§ **Task to complete**
What do the lines from the one containing "Mark the security" through the end of the entries say? Quote them exactly, and only them.

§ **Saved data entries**
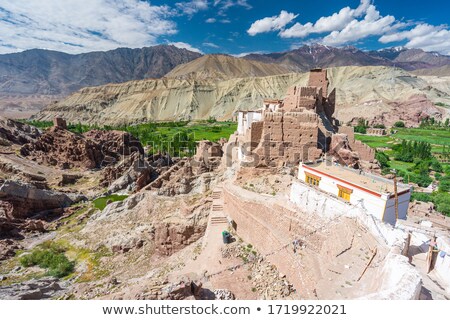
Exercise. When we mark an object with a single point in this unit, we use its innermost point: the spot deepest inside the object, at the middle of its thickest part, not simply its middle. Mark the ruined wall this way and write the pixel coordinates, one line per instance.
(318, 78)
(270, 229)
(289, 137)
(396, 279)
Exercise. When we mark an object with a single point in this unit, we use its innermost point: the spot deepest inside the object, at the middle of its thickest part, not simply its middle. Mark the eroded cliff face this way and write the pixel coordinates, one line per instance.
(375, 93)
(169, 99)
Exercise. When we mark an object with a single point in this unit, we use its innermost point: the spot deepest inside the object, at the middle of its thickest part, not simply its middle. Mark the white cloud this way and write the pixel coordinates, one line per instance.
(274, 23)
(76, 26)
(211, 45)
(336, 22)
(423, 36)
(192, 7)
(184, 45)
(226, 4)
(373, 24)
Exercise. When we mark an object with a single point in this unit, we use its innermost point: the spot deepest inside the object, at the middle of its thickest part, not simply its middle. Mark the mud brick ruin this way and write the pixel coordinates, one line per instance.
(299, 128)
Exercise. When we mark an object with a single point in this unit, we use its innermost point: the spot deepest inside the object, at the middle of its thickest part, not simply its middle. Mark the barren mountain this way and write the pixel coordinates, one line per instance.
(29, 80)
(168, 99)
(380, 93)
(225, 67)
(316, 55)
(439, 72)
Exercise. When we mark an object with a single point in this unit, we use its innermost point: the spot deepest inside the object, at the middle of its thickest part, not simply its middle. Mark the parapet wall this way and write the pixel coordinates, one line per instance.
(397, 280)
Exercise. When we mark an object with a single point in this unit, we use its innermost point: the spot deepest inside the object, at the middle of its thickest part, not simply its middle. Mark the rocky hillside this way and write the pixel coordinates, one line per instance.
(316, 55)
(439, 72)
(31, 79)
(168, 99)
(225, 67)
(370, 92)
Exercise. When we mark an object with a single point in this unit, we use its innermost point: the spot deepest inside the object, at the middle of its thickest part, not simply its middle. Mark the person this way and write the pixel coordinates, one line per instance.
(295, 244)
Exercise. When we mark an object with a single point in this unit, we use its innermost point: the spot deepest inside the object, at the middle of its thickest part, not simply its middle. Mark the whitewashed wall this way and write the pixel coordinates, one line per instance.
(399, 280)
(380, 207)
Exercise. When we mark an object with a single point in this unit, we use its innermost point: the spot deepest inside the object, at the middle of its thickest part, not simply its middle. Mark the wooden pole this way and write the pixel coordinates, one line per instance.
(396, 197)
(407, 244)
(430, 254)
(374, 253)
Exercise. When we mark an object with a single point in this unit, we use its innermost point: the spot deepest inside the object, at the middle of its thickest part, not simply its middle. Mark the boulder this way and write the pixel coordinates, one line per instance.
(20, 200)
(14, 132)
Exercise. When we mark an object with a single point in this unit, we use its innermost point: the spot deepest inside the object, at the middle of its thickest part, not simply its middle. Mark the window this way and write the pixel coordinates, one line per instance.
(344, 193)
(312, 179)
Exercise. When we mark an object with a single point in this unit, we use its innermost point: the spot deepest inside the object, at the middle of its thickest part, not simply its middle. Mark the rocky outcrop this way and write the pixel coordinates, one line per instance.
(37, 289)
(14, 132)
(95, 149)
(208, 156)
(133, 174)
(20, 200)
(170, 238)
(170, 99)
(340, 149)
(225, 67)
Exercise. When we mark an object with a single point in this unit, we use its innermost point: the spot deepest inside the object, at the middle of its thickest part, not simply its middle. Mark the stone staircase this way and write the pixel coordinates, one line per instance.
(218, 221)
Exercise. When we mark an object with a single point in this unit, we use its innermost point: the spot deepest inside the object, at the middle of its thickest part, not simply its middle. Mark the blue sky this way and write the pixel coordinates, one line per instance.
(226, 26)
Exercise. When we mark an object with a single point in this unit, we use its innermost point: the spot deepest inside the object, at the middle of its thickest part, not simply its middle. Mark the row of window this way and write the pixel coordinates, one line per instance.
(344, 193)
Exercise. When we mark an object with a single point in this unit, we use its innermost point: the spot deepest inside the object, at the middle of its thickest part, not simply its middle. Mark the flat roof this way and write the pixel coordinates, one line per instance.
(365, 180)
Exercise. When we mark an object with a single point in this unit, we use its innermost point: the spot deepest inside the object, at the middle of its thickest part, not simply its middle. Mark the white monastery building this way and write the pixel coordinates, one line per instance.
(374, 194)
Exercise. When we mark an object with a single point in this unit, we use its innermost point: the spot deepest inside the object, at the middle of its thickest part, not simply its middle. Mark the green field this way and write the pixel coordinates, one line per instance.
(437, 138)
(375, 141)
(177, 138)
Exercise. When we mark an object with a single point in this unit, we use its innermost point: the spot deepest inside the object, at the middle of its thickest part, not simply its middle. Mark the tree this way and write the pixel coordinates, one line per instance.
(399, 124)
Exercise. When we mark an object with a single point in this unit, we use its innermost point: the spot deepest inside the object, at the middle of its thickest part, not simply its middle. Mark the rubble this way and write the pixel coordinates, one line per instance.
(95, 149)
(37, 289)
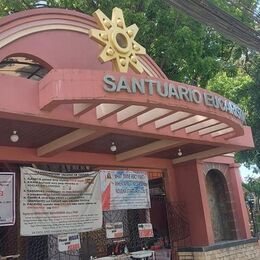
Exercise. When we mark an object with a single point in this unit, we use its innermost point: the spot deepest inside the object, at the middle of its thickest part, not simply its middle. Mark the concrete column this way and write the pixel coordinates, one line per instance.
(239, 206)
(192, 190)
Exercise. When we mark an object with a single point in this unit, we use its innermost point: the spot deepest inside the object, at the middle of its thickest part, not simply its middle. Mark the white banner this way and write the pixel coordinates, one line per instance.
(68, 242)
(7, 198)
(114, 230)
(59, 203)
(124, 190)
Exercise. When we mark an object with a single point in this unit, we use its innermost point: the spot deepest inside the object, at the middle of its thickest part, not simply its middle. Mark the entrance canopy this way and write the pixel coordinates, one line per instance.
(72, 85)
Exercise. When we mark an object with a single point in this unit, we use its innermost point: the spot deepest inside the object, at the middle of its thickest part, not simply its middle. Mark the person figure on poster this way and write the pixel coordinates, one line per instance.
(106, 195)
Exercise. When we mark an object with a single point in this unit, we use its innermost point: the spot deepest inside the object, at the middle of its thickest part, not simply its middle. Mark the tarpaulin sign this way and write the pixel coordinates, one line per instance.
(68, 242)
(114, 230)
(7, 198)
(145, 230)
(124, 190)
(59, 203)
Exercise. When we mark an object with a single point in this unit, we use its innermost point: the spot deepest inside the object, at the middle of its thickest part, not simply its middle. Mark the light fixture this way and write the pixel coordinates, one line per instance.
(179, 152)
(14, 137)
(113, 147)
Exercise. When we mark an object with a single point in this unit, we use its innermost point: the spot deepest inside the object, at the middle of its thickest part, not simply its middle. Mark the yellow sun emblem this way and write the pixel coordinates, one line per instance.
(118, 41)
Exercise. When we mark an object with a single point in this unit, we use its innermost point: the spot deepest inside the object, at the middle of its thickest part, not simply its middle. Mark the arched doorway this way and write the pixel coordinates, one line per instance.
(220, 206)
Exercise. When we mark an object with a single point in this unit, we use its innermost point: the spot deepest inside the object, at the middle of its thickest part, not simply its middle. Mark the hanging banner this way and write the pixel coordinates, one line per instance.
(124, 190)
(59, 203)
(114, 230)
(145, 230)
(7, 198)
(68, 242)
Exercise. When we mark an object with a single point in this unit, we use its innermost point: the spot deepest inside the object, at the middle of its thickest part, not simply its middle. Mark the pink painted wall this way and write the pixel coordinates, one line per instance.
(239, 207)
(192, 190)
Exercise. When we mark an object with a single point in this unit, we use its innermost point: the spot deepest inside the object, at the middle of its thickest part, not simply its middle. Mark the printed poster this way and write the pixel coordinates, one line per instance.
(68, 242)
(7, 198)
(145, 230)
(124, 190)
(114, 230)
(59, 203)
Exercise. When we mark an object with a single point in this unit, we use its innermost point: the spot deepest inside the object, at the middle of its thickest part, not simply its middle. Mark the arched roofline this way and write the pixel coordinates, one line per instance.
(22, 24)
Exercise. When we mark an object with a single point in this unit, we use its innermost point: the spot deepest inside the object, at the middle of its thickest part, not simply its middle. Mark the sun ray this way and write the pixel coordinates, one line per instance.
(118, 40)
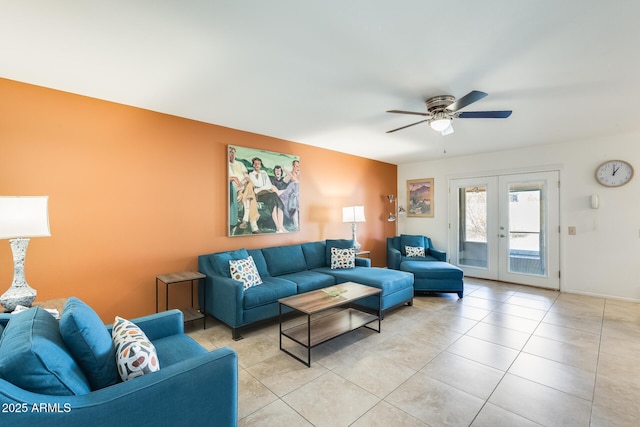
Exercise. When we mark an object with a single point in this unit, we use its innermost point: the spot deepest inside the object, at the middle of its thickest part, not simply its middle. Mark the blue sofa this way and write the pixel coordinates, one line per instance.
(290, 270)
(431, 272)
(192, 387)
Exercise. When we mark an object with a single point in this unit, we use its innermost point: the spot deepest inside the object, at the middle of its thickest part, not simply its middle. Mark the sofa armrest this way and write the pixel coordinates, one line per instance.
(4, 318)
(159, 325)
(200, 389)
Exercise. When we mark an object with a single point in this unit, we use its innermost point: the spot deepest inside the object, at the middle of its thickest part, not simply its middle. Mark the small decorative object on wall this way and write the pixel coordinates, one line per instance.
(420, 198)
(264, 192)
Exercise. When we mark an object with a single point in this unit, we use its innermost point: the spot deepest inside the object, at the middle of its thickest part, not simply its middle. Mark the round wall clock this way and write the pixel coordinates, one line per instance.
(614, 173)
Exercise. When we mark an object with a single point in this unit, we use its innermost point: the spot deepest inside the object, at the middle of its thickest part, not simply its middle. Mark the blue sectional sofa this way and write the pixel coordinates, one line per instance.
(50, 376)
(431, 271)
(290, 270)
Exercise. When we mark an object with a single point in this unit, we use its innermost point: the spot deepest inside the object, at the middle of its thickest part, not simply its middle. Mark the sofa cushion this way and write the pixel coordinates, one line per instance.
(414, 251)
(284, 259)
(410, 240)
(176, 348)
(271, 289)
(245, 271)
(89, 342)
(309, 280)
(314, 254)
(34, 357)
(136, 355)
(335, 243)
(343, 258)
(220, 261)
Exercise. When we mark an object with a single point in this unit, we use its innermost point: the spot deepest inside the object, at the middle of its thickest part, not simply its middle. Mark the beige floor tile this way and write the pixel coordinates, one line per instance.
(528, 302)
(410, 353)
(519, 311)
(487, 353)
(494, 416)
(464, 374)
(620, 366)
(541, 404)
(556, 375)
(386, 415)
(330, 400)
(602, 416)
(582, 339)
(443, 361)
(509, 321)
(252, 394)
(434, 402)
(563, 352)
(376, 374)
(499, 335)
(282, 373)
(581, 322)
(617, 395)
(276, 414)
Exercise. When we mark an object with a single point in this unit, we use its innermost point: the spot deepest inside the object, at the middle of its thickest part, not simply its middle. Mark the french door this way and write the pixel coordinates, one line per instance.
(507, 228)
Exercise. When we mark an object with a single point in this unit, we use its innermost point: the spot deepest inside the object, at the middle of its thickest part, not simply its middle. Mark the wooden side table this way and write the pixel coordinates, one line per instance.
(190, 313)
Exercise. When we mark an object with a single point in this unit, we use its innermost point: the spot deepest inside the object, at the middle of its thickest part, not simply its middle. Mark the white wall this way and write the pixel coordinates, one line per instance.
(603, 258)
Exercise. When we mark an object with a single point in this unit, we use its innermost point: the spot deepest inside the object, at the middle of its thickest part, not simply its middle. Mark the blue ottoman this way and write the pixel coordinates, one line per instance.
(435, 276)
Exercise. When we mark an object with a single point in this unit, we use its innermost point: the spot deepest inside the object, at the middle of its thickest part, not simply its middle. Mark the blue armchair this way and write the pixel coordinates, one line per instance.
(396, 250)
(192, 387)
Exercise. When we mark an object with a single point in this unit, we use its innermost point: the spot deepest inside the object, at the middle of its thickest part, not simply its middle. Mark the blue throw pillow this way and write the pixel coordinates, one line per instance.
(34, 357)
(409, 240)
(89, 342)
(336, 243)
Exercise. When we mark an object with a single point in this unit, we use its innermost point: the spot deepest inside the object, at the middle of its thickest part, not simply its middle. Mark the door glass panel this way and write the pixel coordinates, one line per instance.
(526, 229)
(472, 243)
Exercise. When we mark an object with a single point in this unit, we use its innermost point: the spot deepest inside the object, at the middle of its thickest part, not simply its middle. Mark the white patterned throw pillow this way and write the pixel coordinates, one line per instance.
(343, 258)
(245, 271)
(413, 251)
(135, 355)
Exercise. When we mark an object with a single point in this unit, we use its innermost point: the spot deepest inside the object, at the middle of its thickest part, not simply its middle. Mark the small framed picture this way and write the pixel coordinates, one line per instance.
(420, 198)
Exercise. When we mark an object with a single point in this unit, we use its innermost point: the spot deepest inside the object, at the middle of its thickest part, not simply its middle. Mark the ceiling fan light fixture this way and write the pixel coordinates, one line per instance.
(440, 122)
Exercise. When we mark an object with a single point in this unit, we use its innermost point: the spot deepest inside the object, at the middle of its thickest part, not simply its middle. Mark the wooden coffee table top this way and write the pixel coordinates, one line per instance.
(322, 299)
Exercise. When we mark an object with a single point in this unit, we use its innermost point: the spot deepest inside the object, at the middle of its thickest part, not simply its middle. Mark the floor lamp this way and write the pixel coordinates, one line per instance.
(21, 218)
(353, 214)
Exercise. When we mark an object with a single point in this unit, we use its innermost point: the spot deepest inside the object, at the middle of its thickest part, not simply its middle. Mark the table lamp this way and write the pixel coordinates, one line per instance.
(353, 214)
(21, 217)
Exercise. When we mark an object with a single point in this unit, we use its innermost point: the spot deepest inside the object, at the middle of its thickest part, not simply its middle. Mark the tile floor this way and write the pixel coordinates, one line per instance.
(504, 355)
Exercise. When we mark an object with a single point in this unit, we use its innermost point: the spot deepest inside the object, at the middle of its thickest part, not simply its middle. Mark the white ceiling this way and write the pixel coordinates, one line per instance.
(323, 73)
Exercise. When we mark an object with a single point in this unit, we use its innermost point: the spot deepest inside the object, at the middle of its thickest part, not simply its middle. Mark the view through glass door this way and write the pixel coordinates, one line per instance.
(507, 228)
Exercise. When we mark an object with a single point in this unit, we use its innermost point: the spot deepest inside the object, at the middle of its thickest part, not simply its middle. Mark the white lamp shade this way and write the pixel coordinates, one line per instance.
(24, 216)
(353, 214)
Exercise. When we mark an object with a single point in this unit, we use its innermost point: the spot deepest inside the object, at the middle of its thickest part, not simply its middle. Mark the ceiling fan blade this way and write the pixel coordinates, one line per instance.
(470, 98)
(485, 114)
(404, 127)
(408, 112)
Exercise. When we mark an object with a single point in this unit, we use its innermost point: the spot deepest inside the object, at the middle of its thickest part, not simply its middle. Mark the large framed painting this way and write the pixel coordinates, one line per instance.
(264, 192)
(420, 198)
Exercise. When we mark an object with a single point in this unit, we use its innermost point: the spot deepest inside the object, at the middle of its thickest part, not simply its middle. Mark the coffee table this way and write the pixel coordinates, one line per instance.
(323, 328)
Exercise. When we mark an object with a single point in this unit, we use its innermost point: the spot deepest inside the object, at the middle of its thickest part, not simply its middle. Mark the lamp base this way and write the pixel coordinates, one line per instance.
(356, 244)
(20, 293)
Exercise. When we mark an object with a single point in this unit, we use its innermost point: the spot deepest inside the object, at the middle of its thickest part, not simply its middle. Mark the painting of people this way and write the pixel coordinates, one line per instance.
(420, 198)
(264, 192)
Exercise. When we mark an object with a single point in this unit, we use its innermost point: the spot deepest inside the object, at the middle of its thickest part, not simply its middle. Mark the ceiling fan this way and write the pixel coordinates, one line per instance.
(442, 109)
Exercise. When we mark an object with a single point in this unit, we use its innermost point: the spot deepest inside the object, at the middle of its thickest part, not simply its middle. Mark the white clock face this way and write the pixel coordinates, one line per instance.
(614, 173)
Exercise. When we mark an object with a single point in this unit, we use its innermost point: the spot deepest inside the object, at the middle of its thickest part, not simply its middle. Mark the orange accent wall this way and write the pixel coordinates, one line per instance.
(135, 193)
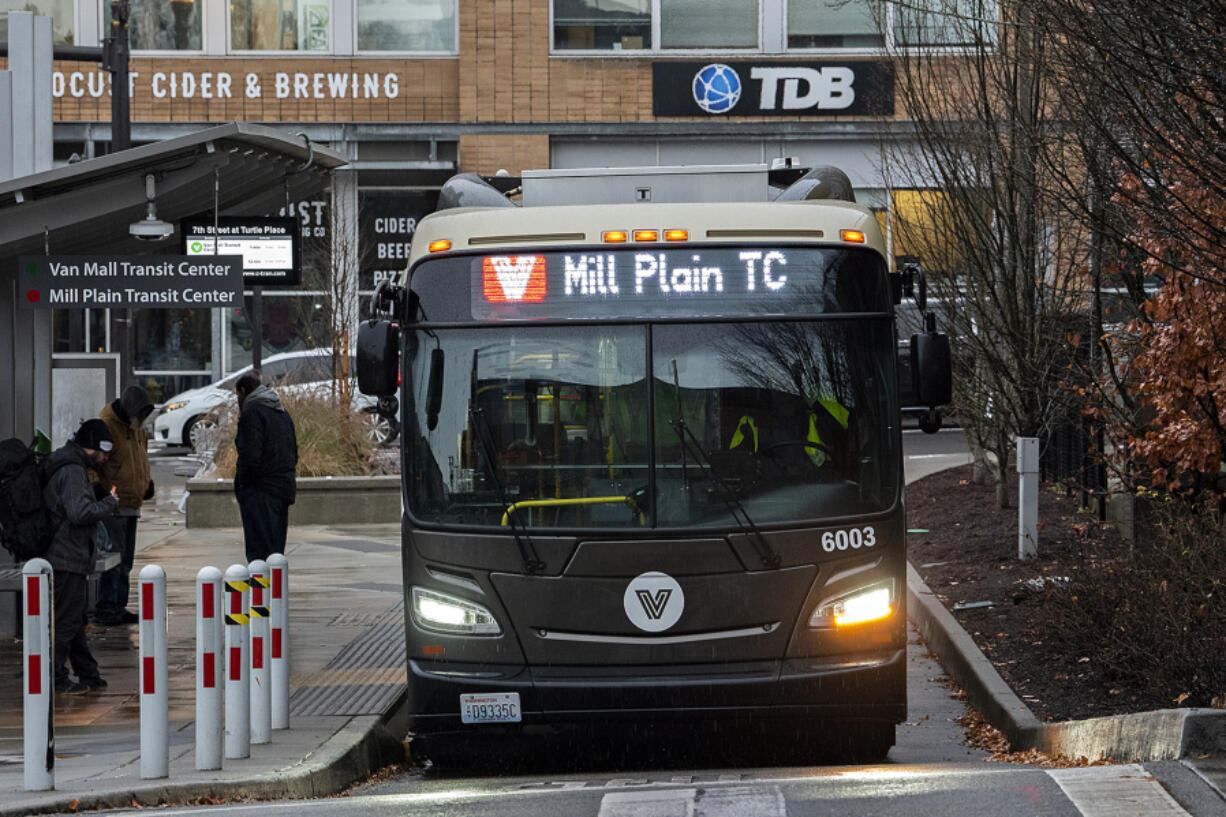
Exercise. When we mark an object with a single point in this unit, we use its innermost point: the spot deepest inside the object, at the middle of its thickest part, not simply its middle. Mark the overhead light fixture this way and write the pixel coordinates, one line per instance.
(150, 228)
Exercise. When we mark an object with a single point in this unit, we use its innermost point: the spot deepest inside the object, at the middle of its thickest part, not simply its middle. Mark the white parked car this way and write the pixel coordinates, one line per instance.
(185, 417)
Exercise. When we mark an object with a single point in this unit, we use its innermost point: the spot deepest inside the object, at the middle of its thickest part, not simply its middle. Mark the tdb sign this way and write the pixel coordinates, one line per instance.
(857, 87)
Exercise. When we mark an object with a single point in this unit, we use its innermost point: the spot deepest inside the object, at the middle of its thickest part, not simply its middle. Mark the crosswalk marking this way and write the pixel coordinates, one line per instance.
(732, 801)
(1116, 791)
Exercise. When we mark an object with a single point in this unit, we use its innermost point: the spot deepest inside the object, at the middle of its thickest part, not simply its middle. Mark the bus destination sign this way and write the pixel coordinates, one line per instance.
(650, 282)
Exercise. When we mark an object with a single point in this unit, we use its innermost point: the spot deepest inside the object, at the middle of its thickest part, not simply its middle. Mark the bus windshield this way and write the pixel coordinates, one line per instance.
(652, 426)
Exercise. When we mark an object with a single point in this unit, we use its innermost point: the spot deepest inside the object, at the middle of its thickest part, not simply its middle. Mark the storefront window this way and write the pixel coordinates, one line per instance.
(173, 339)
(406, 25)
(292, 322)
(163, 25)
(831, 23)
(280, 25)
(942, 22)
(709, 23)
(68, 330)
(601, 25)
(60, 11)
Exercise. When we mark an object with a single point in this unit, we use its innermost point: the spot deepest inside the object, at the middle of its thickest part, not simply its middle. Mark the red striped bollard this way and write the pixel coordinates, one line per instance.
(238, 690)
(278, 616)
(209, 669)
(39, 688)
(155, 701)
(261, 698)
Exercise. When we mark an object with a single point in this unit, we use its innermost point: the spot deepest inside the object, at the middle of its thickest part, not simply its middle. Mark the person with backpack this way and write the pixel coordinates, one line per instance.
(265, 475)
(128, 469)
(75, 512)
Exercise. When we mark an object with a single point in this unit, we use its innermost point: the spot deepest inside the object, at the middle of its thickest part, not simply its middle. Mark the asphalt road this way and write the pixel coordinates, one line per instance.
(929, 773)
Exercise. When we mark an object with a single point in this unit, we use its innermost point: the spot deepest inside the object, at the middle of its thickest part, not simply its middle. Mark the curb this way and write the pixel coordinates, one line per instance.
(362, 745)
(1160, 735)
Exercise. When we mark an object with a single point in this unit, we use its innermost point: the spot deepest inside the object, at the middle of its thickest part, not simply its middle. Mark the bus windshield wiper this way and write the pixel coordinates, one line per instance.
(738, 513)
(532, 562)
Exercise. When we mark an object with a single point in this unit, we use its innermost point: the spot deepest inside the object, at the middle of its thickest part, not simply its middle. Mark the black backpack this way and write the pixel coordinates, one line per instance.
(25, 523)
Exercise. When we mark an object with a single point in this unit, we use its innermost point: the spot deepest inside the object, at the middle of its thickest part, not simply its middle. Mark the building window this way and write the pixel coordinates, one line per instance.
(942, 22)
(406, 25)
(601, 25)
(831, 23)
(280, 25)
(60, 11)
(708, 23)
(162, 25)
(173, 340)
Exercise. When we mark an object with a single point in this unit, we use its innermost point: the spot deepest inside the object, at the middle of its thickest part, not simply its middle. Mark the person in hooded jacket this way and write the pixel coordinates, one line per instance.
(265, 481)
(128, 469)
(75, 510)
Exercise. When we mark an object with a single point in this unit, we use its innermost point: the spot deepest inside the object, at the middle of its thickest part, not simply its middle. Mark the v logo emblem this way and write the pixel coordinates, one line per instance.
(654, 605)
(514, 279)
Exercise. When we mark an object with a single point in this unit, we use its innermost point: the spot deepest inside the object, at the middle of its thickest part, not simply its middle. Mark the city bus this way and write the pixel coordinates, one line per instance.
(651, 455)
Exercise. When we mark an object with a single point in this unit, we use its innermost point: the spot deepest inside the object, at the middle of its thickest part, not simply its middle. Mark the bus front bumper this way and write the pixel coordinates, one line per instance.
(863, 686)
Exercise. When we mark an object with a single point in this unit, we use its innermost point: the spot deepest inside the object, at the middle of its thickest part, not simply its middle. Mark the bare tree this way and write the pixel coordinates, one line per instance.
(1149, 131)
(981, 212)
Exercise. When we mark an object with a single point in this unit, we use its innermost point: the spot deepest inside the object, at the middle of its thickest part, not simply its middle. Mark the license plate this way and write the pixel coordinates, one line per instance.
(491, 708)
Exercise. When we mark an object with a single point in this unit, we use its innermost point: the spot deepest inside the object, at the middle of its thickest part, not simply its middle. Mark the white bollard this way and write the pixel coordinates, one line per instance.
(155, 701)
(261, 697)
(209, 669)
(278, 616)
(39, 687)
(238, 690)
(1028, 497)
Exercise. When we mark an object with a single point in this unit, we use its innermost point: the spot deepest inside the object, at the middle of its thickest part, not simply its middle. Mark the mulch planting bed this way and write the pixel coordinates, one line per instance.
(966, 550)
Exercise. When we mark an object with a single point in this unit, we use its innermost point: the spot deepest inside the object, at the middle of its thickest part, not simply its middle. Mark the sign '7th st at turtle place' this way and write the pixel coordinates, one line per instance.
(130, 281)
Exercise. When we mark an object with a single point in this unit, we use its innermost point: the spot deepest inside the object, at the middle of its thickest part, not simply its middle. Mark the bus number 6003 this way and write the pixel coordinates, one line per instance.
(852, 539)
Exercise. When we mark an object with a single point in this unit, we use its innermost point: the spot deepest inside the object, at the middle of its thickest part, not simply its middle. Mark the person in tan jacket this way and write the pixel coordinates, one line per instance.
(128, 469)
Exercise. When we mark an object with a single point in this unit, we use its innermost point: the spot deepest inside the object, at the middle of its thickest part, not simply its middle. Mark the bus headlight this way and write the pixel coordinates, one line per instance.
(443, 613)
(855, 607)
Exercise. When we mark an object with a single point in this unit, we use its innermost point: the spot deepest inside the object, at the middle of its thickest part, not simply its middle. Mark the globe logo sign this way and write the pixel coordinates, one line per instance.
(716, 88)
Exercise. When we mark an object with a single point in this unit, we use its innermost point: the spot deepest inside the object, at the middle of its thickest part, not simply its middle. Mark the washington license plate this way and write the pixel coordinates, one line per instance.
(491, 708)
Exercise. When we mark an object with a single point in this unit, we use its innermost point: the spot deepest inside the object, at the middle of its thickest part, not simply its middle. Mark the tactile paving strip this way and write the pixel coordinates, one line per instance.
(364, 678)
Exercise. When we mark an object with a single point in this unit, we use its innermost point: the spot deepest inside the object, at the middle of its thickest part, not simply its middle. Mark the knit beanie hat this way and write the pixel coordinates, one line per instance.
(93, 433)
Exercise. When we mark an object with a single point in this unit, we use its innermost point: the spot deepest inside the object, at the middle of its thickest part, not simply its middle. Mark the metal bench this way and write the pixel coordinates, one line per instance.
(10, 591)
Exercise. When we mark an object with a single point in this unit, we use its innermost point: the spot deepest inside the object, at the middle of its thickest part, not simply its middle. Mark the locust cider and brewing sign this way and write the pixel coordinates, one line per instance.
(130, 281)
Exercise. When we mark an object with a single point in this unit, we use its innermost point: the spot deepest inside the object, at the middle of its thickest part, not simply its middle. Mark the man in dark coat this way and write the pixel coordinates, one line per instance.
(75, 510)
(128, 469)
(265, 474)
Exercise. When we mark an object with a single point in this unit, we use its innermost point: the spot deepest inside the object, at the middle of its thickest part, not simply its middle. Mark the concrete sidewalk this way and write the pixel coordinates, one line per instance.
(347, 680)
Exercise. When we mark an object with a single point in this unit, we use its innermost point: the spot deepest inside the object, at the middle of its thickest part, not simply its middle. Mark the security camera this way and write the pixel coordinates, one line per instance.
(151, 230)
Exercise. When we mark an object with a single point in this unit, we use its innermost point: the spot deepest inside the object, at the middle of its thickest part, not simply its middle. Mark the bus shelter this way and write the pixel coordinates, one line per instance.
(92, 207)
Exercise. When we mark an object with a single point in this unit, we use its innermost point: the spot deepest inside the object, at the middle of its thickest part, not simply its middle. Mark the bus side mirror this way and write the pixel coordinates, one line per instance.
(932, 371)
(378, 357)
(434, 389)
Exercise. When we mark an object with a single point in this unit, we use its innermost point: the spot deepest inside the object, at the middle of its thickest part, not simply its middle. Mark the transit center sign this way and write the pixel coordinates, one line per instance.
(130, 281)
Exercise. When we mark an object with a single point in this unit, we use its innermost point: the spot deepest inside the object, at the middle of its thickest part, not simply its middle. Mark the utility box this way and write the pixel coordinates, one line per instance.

§ **Output below**
Exercise. When we mark an object with a single point in this unit, we use its innermost point: the spot deepest inside the object, at the middle of its thickest part, not simply its middle. Mark the security camera this way and write the pixel coordinates, one line per instance.
(151, 230)
Exercise. When we mark an object with a single point in this unit, we use its innermost point: the spot deepest inside the object, at the middle of its thickest part, not simply its middle. Mark the bus shelter this way and write the pixel coordinates, one line per instance.
(92, 207)
Exercise. When we mark an object with a single point in this unit, we use its innermost point: the spot deepest inside the object, at the middle of its thickest part, not simply its middle. Mark the bus side mirror this way and write the pixel coordinates, one line per instance.
(932, 371)
(378, 357)
(434, 389)
Exercise. When we mark an object with a single point in this unit, we use its innermost point: the spot deepest inside the object, at the middle of its thickest part, not simply its middle. Mark the transit center sign this way and write the pixel coordinates, one line per instance.
(130, 281)
Exercise. When we mark an object with a single point in this unit, we use its innermost point: the spot deepest inside the object, at the middle of its thickest part, not simply its middle. Mark the utility box this way and write the pixel coordinates, one line per instance.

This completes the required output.